> **Texte fourni**:

##########

Pierre Elliott Trudeau est très certainement un grand Canadien. Je dirais même, un grand Canadien français. Mais l’homme n’est assurément pas un grand Québécois.

Loin d’être avare de superlatifs, le chroniqueur ouvre le bal en citant « ouï-dire spectaculaire de l’affaire », alors qu’on parle de politique, voire de diplomatie, et non de droit. Je conçois la tentation de transposer les critères de la Commission d’enquête sur les Pommes aux activités du Bureau de vérification des Oranges ; mais comme le disait Horacio au temps des Tartelettes, un moment donné, on se rend compte que ce n’est pas le même fruit. Un avocat qui dit au juge « un tel a dit telle affaire » risque en effet de perdre sa cause. Mais un diplomate qui dit « un chef du gouvernement a dit qu’il allait saboter une économie », ça a parti des guerres, vous savez. Je pense qu’on a le droit à un petit scandale.


Puis, la chronique se poursuit dans la conversation imaginée — comique, j’en conviens — entre une personne présentée comme raisonnable, exaspérée par l’autre, un typique homme de paille nationaleux, ostentatoirement fallacieux et un peu colon. Ce qu’on en comprend : renommer l’aéroport — qui n’a pris le nom de Pierre Elliott Trudeau qu’en 2004, rappelons-le — serait un acte d’annulation du personnage, dès lors analogue aux attaques subies tant par des personnages historiques que par des personnes bien vivantes durant les derniers mois aux mains des tenants du terrorisme intellectuel. En gros, les cancelleurs demandent qu’on cesse d’honorer des personnages qu’ils n’aiment pas ; les signataires veulent enlever à Dorval le nom de PET ; ergo, les signataires sont des cancelleurs, au même titre que les lapideurs de Lieutenant-Duval.


L’homme de paille souhaitant annuler complètement Pierre Trudeau puisqu’il serait « un réel enfant de chienne » existe sûrement. J’avoue ne pas l’avoir repéré, pour l’heure ; mais il est sûrement là, quelque part, je dirais, entre Lacolle et Kuujjuaq. Or, apparenter la volonté de nommer Dorval autrement à l’annulation est un paralogisme flagrant, dès lors qu’il est aisé de le partager sans songer une seconde à la vertu de l’ancien premier ministre.


Car il ne s’agit justement pas de savoir si le père Trudeau était gentil ou méchant. Ni même, en fait, de savoir s’il était un traître. Objectivement, comploter pour faire perdre l’emploi à des gens qui ne s’en doutent même pas et qui continuent de te faire si confiance qu’ils t’élisent à 68 % des voix et te donnent tous les sièges du Québec, moins Joliette… Si ça ce n’est pas de la trahison, ben je m’appelle Micheline. Mais on s’en fout, de ça aussi. En fait, c’est bien plus simple.

##########

> **Données fournies**:
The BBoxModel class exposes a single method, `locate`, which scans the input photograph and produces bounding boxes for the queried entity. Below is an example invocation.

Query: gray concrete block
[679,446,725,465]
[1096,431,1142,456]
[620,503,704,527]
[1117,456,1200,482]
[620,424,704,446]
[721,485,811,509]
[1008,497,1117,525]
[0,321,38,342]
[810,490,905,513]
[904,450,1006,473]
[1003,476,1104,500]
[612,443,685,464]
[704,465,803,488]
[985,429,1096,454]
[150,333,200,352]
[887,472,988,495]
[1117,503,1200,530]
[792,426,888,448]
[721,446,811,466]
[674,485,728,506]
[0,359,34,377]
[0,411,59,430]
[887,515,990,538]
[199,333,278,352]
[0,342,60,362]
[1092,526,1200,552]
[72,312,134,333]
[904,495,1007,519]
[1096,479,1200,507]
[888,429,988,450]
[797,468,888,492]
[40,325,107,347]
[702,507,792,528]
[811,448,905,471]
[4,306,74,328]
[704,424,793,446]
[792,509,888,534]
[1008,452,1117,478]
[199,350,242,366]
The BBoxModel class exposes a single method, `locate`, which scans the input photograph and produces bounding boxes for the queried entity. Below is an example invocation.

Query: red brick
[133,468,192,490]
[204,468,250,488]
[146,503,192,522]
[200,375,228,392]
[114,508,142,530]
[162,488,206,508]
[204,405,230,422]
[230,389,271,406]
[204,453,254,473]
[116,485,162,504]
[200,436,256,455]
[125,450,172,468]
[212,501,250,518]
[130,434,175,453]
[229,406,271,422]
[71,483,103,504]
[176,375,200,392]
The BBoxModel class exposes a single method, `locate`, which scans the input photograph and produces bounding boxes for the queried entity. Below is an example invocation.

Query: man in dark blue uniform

##########

> **Consigne 1**: Recopiez mot pour mot le passage du texte fourni qui commence à « Pierre Elliott Trudeau est » et se termine à « un petit scandale. ».
> **Consigne 2**: Dressez la liste de tous les noms de lieux cités dans le texte fourni, chacun une seule fois.

> **Réponse 1**:
Pierre Elliott Trudeau est très certainement un grand Canadien. Je dirais même, un grand Canadien français. Mais l’homme n’est assurément pas un grand Québécois.

Loin d’être avare de superlatifs, le chroniqueur ouvre le bal en citant « ouï-dire spectaculaire de l’affaire », alors qu’on parle de politique, voire de diplomatie, et non de droit. Je conçois la tentation de transposer les critères de la Commission d’enquête sur les Pommes aux activités du Bureau de vérification des Oranges ; mais comme le disait Horacio au temps des Tartelettes, un moment donné, on se rend compte que ce n’est pas le même fruit. Un avocat qui dit au juge « un tel a dit telle affaire » risque en effet de perdre sa cause. Mais un diplomate qui dit « un chef du gouvernement a dit qu’il allait saboter une économie », ça a parti des guerres, vous savez. Je pense qu’on a le droit à un petit scandale.

> **Réponse 2**: Dorval, Lacolle, Kuujjuaq, Québec, Joliette